Task to complete:
Copy the lines of the entries below word for word, starting at the line that contains "In this exercise you will point out the forehead" and ending at the line that contains "[(362, 71)]", with both of those lines included.

Data entries

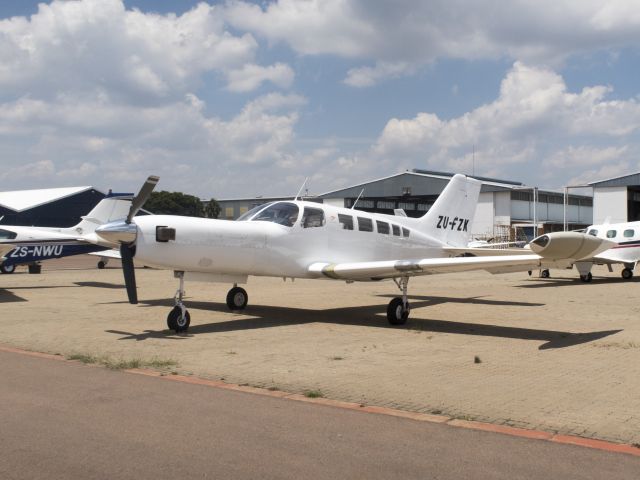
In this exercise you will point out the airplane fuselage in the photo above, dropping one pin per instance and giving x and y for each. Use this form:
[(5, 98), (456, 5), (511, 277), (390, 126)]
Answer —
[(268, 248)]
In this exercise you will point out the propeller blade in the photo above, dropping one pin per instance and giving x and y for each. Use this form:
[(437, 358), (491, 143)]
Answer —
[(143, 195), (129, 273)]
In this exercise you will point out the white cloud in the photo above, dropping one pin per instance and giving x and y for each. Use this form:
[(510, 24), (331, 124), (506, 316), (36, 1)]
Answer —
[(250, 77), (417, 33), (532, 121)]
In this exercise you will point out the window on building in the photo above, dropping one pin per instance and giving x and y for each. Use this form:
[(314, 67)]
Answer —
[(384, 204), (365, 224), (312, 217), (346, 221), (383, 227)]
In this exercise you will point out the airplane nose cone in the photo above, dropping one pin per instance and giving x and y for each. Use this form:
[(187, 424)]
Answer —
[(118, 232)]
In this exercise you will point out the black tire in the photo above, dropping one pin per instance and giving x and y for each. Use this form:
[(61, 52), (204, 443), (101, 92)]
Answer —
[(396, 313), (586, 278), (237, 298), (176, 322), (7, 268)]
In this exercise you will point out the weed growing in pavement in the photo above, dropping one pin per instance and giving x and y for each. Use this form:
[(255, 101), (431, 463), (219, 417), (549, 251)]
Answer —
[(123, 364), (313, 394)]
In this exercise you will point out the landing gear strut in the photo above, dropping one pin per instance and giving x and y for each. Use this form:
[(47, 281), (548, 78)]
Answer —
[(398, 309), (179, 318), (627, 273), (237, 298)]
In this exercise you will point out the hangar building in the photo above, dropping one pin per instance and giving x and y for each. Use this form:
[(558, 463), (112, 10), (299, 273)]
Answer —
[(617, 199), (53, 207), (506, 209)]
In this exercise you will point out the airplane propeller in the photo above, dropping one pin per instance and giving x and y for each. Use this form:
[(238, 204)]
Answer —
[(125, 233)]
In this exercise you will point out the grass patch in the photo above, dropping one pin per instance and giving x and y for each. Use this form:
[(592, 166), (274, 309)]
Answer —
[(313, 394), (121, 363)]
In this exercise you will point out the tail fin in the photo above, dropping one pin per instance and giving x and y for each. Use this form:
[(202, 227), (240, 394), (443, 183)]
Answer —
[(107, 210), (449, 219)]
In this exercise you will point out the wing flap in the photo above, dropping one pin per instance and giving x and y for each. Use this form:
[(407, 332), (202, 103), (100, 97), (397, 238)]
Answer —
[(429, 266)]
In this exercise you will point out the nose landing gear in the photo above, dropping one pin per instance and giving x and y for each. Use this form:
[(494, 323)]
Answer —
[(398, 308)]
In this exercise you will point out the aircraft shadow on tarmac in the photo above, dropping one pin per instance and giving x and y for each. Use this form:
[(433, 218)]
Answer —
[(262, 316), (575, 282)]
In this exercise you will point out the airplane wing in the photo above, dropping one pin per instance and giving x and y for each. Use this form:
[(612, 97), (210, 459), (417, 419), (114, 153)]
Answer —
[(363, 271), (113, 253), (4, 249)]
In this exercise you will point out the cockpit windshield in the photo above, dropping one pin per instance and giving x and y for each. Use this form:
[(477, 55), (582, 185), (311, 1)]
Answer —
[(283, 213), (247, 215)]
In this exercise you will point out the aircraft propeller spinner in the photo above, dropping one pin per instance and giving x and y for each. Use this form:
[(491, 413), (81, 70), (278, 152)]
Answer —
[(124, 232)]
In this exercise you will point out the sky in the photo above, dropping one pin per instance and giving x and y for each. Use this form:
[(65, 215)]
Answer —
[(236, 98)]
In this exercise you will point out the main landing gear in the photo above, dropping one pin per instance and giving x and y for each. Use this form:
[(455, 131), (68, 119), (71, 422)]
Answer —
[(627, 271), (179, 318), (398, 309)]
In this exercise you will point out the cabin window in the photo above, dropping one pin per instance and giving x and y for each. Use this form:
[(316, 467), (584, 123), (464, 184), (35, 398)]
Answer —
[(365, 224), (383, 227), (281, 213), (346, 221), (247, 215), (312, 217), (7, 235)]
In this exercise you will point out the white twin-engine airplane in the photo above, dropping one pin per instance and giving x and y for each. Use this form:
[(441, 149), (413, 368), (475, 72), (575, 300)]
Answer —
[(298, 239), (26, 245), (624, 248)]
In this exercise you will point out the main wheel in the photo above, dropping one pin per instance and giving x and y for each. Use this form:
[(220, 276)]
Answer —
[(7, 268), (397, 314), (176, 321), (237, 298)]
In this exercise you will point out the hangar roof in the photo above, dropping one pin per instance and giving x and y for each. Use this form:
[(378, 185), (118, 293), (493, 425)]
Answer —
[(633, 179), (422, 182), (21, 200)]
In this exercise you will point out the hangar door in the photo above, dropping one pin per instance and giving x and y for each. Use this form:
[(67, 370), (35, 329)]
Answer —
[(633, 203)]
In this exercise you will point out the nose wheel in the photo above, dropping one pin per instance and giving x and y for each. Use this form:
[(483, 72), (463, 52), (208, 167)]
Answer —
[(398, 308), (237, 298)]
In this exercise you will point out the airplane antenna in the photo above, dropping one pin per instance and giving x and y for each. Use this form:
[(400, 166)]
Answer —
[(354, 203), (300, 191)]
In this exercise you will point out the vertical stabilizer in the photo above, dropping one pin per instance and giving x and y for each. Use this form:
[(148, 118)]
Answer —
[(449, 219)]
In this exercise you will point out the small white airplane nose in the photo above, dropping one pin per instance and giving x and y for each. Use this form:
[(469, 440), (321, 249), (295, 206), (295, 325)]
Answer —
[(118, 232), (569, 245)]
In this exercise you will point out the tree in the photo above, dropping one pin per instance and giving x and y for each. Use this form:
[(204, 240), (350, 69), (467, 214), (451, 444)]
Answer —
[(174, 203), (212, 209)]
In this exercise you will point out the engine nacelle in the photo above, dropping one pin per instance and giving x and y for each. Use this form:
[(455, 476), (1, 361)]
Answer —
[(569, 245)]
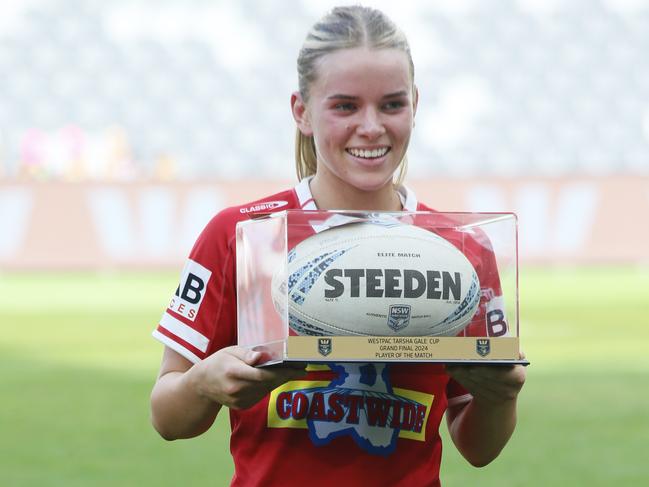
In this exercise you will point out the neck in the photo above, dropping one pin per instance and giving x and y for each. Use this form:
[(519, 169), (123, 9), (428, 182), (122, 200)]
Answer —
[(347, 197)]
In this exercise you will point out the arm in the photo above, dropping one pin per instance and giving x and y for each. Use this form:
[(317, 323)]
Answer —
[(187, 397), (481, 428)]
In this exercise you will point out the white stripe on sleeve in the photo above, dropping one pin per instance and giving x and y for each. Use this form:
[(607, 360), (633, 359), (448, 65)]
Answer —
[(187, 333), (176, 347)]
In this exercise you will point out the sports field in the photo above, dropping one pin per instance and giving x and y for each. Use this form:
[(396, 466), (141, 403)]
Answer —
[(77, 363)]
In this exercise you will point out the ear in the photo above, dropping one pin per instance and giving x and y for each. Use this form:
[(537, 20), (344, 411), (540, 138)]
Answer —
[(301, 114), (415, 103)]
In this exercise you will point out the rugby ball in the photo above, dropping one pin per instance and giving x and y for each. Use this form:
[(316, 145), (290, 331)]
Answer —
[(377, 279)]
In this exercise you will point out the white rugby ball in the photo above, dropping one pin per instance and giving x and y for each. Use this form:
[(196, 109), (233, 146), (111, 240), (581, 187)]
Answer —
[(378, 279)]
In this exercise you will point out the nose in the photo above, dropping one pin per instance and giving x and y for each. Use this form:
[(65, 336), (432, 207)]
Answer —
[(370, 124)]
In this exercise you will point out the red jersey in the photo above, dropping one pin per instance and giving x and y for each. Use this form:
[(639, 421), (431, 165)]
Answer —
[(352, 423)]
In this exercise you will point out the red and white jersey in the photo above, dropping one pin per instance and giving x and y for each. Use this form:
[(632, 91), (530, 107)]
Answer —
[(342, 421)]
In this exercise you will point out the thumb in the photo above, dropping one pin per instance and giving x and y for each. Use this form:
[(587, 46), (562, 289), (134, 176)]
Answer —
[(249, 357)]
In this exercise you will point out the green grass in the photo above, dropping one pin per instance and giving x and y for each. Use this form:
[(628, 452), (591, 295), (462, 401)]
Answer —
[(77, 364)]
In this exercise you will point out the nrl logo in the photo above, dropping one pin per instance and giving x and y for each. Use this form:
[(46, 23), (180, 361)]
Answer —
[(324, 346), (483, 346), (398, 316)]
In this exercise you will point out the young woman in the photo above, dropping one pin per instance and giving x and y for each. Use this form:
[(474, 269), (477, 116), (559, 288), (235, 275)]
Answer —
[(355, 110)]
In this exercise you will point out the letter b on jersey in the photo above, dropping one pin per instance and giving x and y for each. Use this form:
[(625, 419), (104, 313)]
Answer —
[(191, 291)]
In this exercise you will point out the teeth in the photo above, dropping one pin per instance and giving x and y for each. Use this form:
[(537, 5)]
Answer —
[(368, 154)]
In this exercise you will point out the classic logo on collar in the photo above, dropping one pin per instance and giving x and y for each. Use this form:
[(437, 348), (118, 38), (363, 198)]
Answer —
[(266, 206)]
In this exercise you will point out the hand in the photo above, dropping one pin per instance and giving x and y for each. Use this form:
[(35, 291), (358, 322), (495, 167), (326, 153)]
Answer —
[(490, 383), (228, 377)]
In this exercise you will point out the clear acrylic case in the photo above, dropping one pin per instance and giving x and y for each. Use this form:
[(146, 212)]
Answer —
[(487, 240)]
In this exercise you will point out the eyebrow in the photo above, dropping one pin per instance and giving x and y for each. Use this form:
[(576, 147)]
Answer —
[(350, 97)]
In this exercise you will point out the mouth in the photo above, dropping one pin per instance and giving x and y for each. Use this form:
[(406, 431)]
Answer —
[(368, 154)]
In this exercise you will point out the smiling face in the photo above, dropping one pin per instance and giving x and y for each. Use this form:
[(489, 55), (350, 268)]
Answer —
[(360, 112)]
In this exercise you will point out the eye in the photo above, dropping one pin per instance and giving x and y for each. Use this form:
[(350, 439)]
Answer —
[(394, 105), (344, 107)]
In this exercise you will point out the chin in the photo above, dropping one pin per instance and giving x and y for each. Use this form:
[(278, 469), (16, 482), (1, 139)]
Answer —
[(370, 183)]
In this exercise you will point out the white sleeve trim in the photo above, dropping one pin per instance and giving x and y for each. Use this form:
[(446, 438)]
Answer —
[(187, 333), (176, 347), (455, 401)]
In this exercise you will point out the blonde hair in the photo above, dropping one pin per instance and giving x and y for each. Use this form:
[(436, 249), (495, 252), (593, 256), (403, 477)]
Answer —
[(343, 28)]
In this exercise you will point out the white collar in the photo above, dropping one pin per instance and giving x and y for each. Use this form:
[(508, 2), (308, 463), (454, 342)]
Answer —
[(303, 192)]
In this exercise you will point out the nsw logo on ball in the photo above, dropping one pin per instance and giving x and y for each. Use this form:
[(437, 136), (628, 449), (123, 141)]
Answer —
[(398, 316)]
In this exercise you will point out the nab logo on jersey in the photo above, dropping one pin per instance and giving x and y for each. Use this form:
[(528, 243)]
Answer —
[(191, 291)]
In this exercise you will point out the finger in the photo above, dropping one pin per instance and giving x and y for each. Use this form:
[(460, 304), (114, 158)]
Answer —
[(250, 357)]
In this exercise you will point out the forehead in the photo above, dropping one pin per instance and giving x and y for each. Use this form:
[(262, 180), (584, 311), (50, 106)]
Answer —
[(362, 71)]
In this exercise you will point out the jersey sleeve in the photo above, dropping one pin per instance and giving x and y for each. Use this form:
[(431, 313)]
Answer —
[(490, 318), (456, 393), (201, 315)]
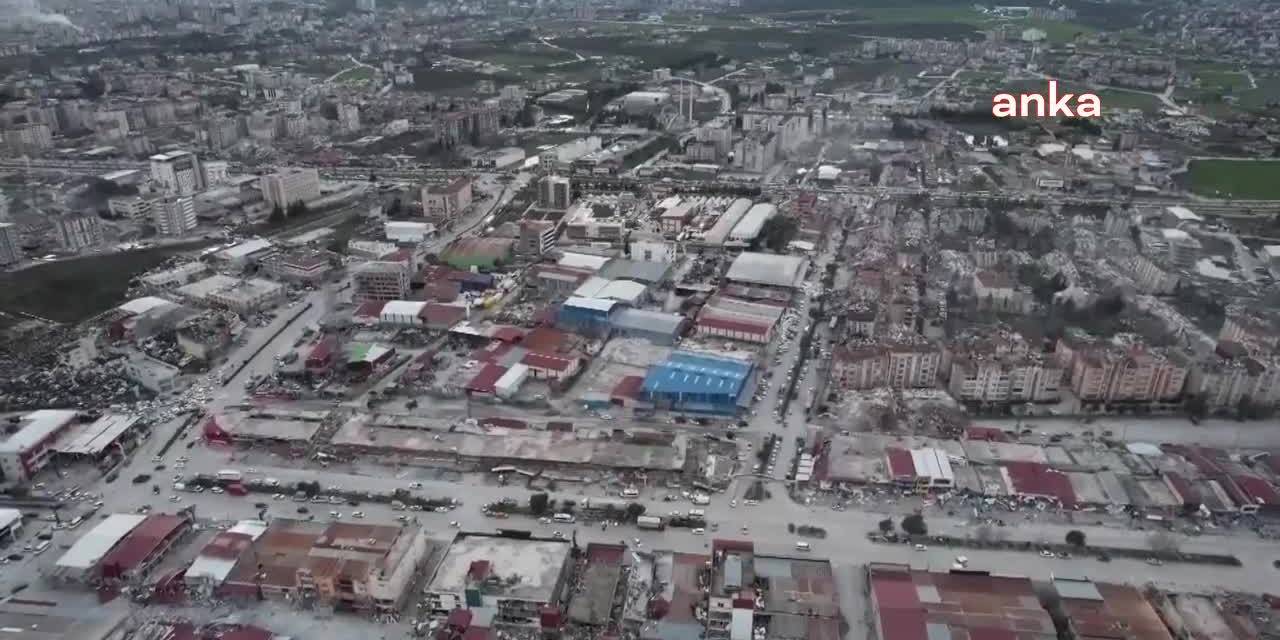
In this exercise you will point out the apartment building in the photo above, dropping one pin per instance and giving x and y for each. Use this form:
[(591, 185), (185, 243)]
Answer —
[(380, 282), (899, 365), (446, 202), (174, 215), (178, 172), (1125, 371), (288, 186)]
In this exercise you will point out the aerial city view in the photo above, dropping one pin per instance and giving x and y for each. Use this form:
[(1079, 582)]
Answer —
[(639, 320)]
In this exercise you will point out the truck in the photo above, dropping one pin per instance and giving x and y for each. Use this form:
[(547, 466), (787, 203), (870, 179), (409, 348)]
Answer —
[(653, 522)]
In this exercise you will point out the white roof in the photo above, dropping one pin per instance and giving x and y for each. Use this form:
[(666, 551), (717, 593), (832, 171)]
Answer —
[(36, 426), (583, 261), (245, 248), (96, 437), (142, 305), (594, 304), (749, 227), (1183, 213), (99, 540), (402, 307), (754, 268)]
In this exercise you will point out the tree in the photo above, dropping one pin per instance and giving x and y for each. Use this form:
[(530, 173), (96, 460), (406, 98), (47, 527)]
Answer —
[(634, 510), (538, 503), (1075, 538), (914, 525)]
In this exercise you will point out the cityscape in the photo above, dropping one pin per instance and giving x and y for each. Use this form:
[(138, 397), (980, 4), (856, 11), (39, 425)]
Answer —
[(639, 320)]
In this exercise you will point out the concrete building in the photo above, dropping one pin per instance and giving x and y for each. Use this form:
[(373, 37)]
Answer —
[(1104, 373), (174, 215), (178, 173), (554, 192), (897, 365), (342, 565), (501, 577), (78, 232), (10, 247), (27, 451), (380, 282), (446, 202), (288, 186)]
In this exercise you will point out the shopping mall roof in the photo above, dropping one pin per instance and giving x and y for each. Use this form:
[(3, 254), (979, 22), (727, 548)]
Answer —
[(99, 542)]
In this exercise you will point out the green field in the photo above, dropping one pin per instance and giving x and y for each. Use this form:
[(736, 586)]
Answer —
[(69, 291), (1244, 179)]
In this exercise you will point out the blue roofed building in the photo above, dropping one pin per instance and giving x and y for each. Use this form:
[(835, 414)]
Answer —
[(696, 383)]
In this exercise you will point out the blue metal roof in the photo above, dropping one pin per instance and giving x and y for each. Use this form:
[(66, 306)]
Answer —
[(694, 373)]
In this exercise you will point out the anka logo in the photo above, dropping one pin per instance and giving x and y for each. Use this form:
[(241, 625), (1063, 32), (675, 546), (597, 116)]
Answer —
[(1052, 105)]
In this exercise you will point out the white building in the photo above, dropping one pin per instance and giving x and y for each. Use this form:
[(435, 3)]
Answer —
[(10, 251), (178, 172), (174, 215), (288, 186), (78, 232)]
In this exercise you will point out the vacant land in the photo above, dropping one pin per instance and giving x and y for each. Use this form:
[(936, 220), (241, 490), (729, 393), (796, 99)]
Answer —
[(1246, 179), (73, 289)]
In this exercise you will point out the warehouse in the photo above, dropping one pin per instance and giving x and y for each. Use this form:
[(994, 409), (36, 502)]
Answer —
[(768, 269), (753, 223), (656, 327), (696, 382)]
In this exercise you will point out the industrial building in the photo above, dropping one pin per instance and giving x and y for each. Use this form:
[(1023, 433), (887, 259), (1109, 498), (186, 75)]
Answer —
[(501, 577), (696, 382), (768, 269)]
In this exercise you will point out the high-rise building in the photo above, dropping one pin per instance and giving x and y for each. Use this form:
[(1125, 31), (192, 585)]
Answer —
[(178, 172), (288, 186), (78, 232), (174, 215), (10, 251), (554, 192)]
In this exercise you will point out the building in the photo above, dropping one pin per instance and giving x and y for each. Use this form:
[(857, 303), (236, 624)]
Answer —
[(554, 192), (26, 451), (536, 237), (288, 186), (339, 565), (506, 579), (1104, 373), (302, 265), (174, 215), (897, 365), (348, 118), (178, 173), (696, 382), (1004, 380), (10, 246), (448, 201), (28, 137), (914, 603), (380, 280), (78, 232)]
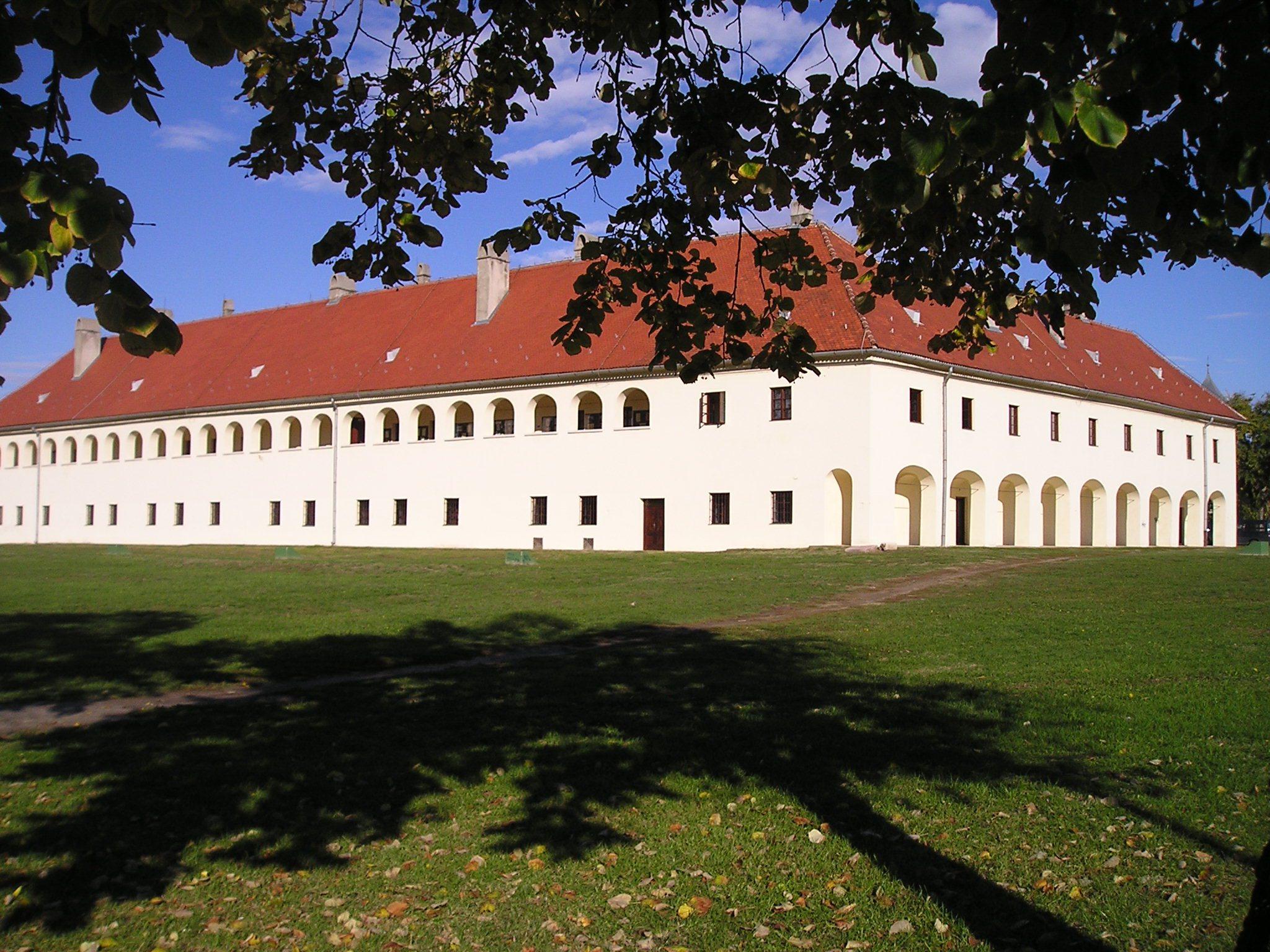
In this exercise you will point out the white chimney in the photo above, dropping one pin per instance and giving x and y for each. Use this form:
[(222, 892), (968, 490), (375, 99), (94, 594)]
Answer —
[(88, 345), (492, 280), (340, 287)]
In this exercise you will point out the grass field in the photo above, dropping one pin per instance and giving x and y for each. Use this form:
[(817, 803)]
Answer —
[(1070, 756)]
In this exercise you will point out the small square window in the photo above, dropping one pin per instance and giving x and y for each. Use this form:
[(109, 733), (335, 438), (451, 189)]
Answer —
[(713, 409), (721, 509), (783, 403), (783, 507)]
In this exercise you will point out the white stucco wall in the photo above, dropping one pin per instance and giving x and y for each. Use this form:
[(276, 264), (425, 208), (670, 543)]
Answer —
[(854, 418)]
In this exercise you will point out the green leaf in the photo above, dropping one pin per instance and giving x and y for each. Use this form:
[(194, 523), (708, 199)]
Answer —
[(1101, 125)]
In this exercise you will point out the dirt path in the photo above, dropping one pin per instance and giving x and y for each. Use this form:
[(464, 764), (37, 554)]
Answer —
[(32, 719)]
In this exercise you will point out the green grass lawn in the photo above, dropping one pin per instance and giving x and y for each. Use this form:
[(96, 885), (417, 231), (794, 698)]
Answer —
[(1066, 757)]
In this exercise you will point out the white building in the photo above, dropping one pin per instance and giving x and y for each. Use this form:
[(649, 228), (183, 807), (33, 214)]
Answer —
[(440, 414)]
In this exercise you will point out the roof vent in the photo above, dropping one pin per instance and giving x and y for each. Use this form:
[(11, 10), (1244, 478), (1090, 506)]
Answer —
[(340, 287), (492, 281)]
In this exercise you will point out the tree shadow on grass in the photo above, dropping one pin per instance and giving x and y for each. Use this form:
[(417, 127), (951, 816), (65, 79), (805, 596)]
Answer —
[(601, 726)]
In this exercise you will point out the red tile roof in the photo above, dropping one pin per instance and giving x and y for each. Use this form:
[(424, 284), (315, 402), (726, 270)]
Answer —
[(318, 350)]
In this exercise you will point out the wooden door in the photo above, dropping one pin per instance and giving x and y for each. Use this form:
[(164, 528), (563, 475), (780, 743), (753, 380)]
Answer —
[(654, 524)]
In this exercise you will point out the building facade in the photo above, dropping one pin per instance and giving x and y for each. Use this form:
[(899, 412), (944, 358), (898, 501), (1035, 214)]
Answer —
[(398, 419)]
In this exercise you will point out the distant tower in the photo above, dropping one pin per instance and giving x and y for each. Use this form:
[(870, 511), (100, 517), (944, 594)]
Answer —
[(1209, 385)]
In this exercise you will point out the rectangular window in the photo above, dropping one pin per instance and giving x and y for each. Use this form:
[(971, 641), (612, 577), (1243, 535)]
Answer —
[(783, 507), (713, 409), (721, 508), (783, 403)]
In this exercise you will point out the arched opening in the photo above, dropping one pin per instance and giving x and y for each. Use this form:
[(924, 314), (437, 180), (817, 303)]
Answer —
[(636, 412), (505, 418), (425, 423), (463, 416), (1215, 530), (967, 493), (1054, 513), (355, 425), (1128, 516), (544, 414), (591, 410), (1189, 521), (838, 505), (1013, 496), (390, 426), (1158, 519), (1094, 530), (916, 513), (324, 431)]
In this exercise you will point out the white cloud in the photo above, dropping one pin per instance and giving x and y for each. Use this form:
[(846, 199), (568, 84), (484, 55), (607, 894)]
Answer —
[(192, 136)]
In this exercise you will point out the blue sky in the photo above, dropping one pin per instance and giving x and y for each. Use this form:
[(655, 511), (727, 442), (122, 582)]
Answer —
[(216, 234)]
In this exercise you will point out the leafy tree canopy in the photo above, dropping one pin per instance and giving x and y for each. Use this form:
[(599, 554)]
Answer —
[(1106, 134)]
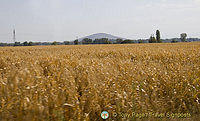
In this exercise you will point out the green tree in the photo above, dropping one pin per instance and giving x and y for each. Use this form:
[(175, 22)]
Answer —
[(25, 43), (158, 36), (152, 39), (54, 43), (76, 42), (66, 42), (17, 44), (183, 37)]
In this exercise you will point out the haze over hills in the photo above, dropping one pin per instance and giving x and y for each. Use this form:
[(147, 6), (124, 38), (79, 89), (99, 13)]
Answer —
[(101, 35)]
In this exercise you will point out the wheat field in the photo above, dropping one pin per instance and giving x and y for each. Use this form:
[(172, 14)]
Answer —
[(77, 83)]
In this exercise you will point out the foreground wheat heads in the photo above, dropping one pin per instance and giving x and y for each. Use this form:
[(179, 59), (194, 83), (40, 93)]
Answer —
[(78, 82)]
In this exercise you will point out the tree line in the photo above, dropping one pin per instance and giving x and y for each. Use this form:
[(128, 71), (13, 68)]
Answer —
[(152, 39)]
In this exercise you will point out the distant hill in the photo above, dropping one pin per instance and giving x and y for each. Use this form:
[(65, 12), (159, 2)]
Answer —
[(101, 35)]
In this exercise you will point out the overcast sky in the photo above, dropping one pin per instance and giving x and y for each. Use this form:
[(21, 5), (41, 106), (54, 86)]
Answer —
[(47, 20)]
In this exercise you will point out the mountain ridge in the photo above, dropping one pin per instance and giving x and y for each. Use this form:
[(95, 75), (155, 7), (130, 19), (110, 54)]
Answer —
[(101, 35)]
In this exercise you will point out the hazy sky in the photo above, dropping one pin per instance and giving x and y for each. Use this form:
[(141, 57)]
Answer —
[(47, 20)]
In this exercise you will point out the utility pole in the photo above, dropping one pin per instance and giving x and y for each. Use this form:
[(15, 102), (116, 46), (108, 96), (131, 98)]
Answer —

Written reply:
In this exercise you will point out the forehead in the photo above, dropping one pin per instance and giving x and y for each. Use this form:
[(262, 180), (584, 311), (50, 106)]
Answer —
[(362, 71)]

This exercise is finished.